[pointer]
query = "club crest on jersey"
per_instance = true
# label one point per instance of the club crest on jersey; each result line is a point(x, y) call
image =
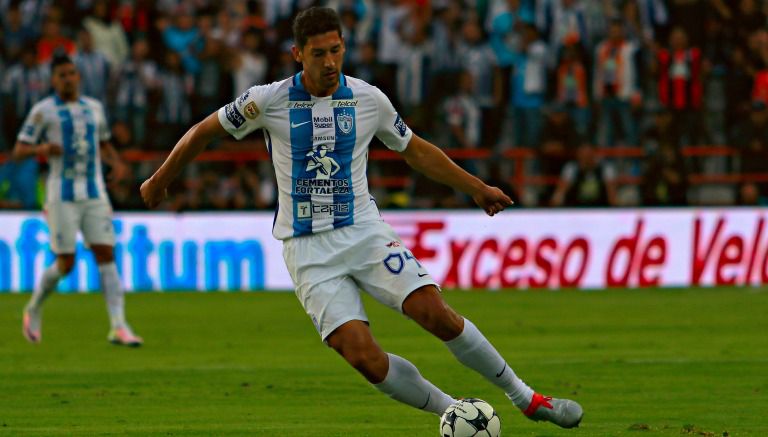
point(400, 125)
point(345, 123)
point(251, 111)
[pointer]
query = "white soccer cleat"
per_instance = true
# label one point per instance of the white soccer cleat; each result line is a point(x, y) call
point(123, 336)
point(31, 323)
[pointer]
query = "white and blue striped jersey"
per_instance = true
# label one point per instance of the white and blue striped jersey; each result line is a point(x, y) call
point(78, 127)
point(319, 148)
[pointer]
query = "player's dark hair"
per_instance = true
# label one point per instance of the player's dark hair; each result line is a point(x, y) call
point(314, 21)
point(60, 59)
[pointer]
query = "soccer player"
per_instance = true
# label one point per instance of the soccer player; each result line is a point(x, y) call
point(334, 241)
point(72, 132)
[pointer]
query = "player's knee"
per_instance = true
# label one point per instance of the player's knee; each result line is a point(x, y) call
point(447, 325)
point(65, 263)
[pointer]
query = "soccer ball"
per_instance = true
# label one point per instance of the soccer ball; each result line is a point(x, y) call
point(470, 417)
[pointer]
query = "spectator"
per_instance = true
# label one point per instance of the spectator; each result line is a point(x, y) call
point(559, 141)
point(527, 85)
point(665, 180)
point(739, 84)
point(285, 66)
point(19, 184)
point(93, 68)
point(371, 71)
point(52, 41)
point(615, 86)
point(108, 36)
point(478, 59)
point(213, 88)
point(14, 35)
point(462, 112)
point(250, 63)
point(184, 38)
point(504, 15)
point(663, 132)
point(681, 84)
point(413, 75)
point(174, 113)
point(653, 16)
point(572, 92)
point(562, 22)
point(715, 52)
point(587, 181)
point(135, 81)
point(752, 144)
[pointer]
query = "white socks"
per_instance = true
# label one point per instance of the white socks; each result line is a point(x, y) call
point(45, 287)
point(473, 350)
point(113, 294)
point(404, 383)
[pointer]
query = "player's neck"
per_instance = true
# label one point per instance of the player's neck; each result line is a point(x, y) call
point(68, 97)
point(315, 90)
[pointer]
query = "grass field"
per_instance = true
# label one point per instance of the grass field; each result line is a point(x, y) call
point(680, 362)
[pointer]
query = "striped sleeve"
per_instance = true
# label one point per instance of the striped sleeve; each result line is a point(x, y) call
point(391, 129)
point(34, 125)
point(246, 113)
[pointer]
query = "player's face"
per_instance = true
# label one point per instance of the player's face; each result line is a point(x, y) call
point(321, 59)
point(66, 80)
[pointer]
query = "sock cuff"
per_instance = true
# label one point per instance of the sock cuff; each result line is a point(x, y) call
point(395, 363)
point(467, 337)
point(105, 267)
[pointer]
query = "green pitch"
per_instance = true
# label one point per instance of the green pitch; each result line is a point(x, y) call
point(680, 362)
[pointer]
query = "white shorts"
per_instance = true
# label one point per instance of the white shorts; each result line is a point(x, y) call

(WHAT NEEDS TO BE DONE): Copy each line of the data that includes the word "shorts".

(RESULT OF THIS TASK):
query = "white shorts"
# label one point per instance of the white shorts; each result line is a point(x, y) call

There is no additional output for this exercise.